» **WHAT THE TASK ASKS**: Having found the line that holds "handle, with integer pixel coordinates.", give that line and all lines after it again, word for word, through the end of the data below.

Items listed in a dataset
________________________________________

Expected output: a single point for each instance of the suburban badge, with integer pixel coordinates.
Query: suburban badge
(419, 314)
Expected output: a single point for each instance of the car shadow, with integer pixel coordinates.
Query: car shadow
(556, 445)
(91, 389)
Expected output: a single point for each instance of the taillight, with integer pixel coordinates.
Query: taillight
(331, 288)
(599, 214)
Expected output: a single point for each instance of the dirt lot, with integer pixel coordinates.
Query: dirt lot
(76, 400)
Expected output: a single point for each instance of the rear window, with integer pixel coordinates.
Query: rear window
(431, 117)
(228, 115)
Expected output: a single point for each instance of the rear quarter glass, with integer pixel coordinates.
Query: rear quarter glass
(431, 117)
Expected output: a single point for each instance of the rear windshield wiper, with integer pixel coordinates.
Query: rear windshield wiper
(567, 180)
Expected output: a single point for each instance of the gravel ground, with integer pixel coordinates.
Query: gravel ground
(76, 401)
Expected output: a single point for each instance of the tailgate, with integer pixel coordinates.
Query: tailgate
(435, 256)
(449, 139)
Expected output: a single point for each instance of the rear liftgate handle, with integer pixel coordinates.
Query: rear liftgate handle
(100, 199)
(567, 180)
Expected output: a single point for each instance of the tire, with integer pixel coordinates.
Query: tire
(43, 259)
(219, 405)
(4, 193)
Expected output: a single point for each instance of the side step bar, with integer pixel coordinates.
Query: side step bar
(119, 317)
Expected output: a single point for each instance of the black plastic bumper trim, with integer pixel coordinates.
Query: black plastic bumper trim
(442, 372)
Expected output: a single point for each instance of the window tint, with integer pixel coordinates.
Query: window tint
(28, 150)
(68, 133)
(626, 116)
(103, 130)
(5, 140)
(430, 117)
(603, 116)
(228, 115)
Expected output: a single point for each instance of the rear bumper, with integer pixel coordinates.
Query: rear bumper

________________________________________

» **SOLUTION FOR THIS TASK**:
Expected output: a single point for each instance of the rear liftgate handle, with integer pixel coordinates.
Query: rear liftgate handle
(100, 199)
(567, 180)
Expected output: a single point for each instance of the tire, with integer pixel coordinates.
Query: tire
(43, 259)
(219, 405)
(4, 193)
Expected output: a single point for each instance of the side step bar, with integer pixel coordinates.
Query: side step bar
(119, 317)
Expected output: a single point for each instance of the black plastic bumper trim, with integer pixel coordinates.
Query: black plastic bumper trim
(442, 372)
Expected output: a single point for each instance of the window tint, with integer pixel coordinates.
Query: window tint
(28, 150)
(68, 133)
(626, 116)
(103, 130)
(5, 140)
(430, 117)
(603, 116)
(228, 115)
Expected output: a single point for each instance of the rear bumper, with integer pixel coordinates.
Query: rear bumper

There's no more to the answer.